__What is being asked__. Lines with "dark": copy each one from the listing below.
[Record set — start]
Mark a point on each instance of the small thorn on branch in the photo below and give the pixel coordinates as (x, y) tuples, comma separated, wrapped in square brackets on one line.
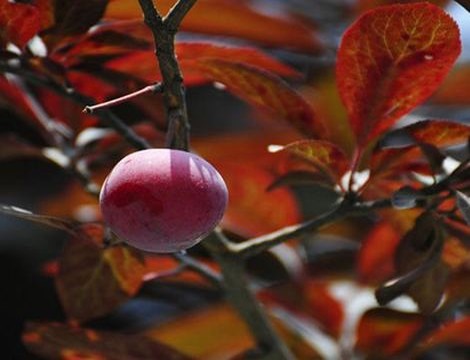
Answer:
[(154, 88)]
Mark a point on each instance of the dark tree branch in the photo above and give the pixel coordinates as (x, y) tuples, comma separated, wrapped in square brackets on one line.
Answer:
[(177, 13), (200, 268), (262, 243), (155, 88), (173, 88)]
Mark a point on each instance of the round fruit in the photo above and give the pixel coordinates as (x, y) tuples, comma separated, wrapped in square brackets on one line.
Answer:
[(163, 200)]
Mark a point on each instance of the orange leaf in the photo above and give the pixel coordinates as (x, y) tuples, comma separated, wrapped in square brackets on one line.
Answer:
[(391, 60), (230, 18), (59, 341), (93, 281), (375, 258), (18, 23), (193, 333), (383, 332)]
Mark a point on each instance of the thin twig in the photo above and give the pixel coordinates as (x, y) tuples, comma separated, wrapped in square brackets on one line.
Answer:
[(106, 115), (173, 88), (155, 88), (238, 293), (199, 268), (465, 4)]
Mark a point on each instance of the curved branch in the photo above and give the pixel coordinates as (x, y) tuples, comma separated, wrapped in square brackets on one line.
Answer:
[(177, 13)]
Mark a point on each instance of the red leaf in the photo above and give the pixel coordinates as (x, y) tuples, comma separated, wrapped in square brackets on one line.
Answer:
[(231, 18), (143, 64), (59, 341), (18, 23), (455, 90), (383, 332), (93, 281), (266, 91), (439, 132), (307, 298), (369, 4), (252, 210), (391, 60), (451, 333), (322, 156), (71, 17), (245, 55), (375, 258)]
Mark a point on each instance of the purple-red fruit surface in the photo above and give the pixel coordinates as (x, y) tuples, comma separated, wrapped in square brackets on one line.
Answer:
[(163, 200)]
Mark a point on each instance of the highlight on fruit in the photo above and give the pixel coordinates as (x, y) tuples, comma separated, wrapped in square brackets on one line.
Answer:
[(163, 200)]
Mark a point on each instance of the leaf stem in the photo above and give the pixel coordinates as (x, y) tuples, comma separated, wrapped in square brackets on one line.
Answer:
[(155, 88)]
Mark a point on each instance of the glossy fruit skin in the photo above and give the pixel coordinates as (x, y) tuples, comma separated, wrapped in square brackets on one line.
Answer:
[(163, 200)]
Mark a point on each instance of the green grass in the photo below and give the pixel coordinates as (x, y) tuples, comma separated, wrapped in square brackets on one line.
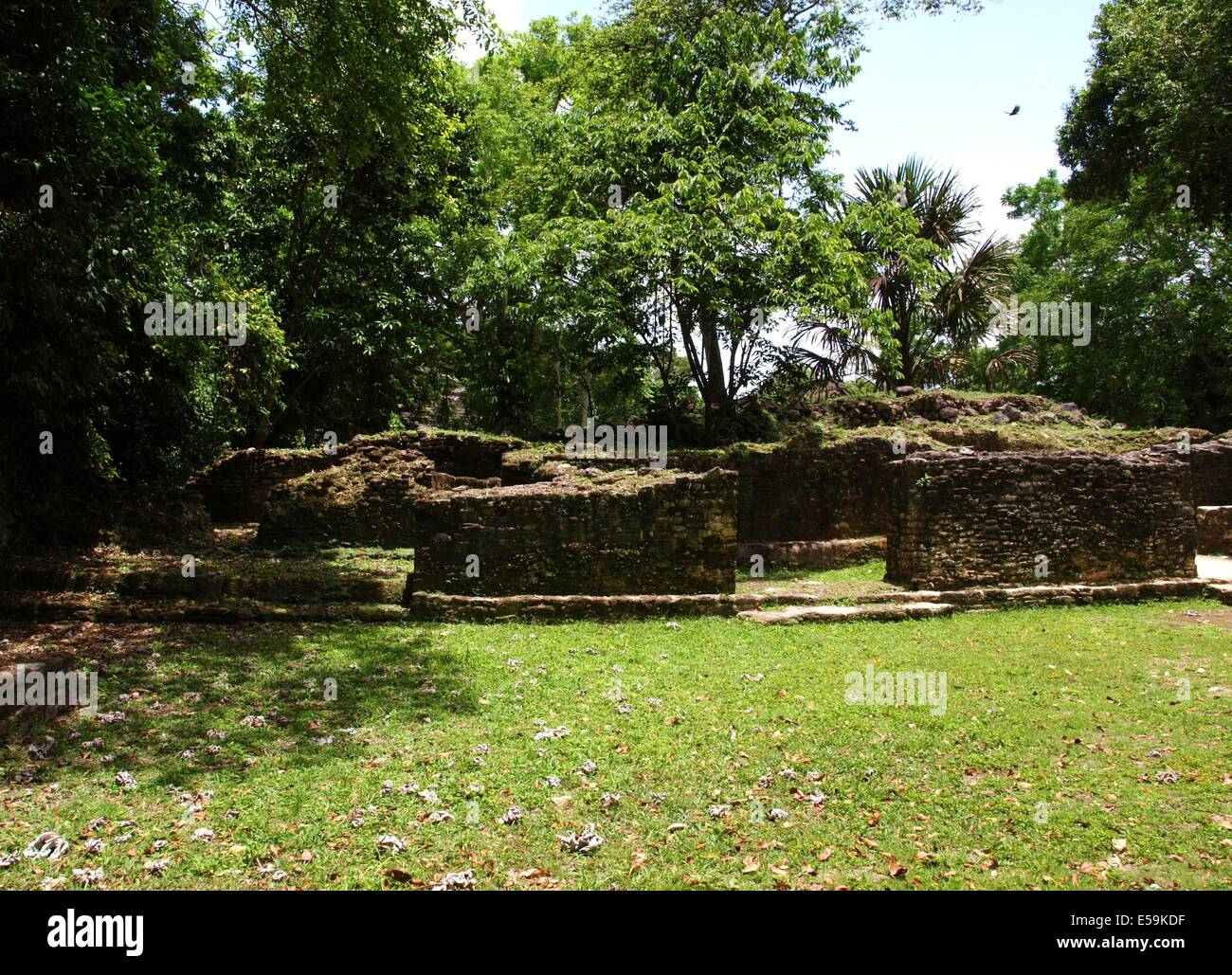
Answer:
[(1075, 710)]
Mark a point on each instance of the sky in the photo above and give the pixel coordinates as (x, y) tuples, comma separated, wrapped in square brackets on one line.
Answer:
[(940, 86)]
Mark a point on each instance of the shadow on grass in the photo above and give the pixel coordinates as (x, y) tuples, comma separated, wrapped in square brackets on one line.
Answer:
[(241, 697)]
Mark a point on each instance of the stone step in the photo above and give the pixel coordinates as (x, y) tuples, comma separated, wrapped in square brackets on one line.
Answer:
[(879, 612)]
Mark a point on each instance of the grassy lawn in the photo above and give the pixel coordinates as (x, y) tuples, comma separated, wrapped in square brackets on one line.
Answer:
[(1067, 755)]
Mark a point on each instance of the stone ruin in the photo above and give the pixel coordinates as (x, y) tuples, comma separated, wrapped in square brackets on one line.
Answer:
[(499, 517), (974, 519)]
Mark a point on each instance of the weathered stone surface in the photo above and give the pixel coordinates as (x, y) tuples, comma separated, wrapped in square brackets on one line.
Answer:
[(805, 489), (961, 519), (369, 498), (1062, 595), (879, 612), (625, 532), (1215, 530)]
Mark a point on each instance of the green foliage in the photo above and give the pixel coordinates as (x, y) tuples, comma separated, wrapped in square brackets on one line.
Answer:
[(1156, 114)]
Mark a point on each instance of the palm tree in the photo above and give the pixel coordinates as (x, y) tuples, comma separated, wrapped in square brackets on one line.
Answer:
[(935, 319)]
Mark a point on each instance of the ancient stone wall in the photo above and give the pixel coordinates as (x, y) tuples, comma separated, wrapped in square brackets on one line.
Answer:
[(368, 498), (797, 492), (961, 518), (237, 485), (623, 532)]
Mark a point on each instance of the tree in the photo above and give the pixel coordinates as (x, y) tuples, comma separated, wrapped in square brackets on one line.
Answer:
[(1159, 286)]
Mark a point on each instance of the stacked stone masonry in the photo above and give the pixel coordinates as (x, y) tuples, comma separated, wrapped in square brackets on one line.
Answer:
[(961, 518)]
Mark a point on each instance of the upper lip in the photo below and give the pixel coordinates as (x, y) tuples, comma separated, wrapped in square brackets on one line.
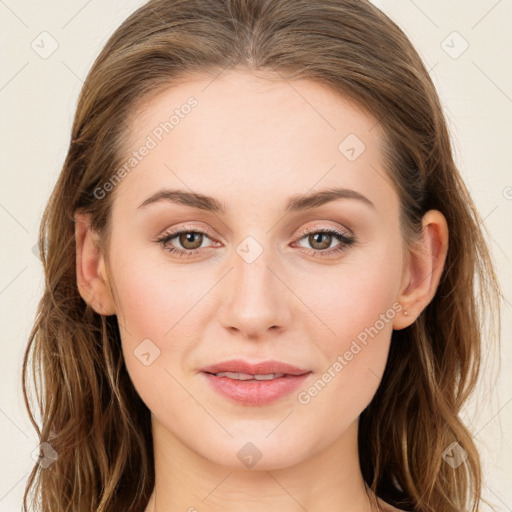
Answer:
[(262, 368)]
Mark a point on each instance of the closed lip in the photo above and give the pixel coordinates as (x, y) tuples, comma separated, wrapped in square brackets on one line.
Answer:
[(261, 368)]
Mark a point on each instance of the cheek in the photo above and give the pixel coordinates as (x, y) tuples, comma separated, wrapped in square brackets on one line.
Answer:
[(358, 305)]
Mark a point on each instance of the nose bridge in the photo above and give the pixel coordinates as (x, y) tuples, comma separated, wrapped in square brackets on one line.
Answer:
[(254, 296)]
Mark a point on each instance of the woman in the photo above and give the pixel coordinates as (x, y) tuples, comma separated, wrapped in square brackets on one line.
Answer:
[(202, 346)]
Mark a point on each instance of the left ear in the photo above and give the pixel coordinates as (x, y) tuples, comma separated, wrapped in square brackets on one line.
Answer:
[(423, 272), (91, 273)]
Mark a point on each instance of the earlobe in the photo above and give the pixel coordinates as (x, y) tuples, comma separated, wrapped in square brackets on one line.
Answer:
[(424, 269), (91, 275)]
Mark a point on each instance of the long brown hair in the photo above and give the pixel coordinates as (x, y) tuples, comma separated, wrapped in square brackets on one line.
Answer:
[(92, 416)]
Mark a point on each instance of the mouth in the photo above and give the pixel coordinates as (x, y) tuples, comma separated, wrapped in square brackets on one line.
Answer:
[(254, 384)]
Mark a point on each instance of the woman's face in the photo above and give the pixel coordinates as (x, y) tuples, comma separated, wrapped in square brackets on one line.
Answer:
[(257, 278)]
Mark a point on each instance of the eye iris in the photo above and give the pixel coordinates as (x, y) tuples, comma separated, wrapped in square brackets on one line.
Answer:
[(188, 237), (323, 245)]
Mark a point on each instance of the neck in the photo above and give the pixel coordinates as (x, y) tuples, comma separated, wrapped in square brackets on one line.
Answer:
[(328, 481)]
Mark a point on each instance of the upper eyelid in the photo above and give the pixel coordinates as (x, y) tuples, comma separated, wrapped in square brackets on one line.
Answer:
[(313, 229)]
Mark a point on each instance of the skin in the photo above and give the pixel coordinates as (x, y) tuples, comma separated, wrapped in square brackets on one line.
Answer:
[(252, 143)]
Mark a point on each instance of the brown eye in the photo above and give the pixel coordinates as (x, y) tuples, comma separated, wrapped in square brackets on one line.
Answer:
[(190, 239), (320, 240)]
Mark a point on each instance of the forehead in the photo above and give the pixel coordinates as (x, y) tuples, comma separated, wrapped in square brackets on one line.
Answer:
[(255, 135)]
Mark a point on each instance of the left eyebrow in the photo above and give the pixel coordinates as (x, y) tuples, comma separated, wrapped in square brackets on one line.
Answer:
[(296, 203), (192, 199)]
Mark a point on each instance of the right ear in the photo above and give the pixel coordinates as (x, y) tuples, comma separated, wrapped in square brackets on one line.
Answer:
[(91, 275)]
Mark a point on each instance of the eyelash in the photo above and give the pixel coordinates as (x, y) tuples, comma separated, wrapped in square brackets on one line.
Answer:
[(345, 240)]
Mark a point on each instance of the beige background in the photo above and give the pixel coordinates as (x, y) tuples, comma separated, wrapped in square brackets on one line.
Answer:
[(471, 69)]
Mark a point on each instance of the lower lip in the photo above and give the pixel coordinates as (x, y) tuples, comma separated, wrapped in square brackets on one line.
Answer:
[(256, 392)]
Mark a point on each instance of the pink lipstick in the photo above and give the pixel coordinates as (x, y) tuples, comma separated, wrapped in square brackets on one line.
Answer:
[(254, 384)]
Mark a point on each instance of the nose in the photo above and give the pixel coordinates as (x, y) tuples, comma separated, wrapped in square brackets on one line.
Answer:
[(255, 299)]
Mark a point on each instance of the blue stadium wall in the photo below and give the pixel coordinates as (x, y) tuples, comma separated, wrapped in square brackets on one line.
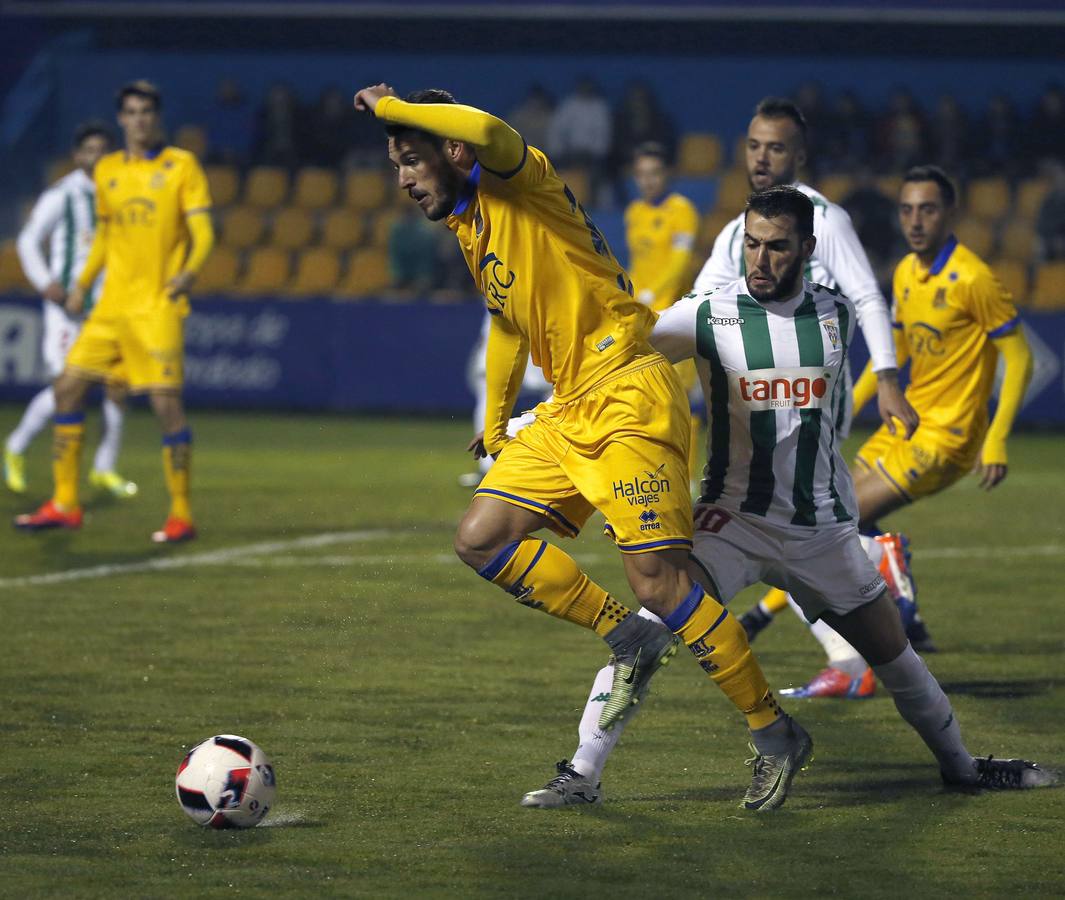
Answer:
[(373, 357)]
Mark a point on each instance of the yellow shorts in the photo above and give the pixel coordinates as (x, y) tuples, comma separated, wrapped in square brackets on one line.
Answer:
[(148, 347), (621, 448), (917, 468)]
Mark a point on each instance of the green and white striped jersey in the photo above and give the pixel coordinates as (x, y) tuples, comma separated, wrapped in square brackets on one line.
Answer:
[(773, 379), (64, 217)]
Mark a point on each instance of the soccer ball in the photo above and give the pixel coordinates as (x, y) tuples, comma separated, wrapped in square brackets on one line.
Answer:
[(226, 782)]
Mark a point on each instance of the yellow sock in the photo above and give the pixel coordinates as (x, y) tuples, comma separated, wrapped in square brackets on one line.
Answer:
[(719, 643), (66, 458), (542, 576), (177, 457), (774, 601)]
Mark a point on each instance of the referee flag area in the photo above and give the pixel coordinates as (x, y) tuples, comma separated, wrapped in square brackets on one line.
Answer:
[(407, 708)]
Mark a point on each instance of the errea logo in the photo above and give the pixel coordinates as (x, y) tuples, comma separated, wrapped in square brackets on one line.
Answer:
[(766, 389)]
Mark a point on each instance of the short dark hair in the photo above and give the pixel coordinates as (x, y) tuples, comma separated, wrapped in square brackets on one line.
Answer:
[(935, 174), (141, 87), (783, 199), (653, 149), (783, 108), (93, 128), (426, 95)]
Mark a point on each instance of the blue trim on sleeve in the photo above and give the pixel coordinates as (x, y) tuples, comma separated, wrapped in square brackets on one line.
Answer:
[(676, 619), (491, 570), (944, 256), (469, 191), (517, 168), (1005, 328), (545, 509), (182, 437)]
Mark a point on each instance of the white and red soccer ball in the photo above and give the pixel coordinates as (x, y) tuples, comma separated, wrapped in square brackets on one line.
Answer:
[(226, 782)]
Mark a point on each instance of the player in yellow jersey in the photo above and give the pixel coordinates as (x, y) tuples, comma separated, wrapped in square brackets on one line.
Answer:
[(153, 234), (613, 437), (660, 229)]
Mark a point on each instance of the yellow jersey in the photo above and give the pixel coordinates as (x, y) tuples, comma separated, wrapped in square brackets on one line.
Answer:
[(949, 313), (143, 203), (660, 236)]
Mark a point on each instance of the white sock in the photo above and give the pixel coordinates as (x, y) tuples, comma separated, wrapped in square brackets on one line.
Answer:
[(107, 453), (37, 414), (921, 702), (840, 654), (595, 745)]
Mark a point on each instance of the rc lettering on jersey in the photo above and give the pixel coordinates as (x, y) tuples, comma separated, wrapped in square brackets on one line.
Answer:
[(643, 489), (495, 282), (765, 389)]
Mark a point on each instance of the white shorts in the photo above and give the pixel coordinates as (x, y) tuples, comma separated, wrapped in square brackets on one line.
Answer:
[(61, 331), (823, 568)]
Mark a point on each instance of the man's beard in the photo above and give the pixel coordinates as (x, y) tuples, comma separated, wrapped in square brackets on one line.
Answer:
[(785, 287)]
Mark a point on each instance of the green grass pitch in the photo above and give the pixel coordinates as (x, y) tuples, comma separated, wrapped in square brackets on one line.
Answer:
[(407, 705)]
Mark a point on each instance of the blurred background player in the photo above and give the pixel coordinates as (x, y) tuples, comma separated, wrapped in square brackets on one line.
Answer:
[(154, 233), (775, 149), (779, 504), (64, 217), (660, 229), (612, 438)]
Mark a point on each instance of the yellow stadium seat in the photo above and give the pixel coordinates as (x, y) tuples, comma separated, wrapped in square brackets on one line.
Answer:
[(218, 274), (1018, 241), (267, 272), (242, 227), (836, 187), (366, 190), (342, 229), (889, 185), (1031, 193), (1048, 292), (193, 138), (317, 272), (293, 228), (367, 274), (266, 186), (315, 189), (977, 234), (225, 184), (699, 153), (12, 277), (577, 181), (733, 191), (1014, 278), (987, 198)]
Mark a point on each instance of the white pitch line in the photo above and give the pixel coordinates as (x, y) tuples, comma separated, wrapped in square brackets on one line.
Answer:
[(265, 555)]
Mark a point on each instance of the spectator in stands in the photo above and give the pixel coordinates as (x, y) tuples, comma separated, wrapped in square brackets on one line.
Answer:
[(229, 125), (950, 136), (846, 135), (997, 148), (330, 129), (279, 128), (1050, 223), (1047, 130), (413, 256), (579, 133), (531, 116), (901, 135)]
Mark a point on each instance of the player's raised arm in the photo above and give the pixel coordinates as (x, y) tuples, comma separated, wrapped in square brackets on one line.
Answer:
[(500, 148), (506, 357)]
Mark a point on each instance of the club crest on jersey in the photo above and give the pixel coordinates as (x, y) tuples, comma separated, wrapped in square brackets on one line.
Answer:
[(769, 389), (642, 490)]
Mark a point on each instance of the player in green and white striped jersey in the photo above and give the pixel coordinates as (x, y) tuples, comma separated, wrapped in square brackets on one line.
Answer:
[(64, 217), (777, 503)]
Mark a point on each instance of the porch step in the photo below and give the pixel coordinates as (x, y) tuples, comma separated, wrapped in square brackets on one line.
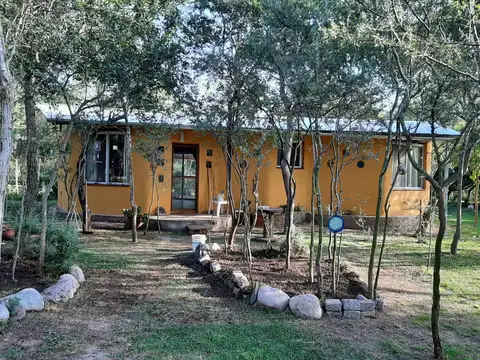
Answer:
[Record set — finish]
__Your solution__.
Mark a point on each instance of the dark tree branch in the photo above and give the pixel coordinates as (x, y) tuples, comma separated, wrapped in square brackets on one line.
Mark a point on each instance of the short dark hair in the photo above and give the pixel coordinates as (x, y) tuples, comma separated, wrapped in square brackets on one line.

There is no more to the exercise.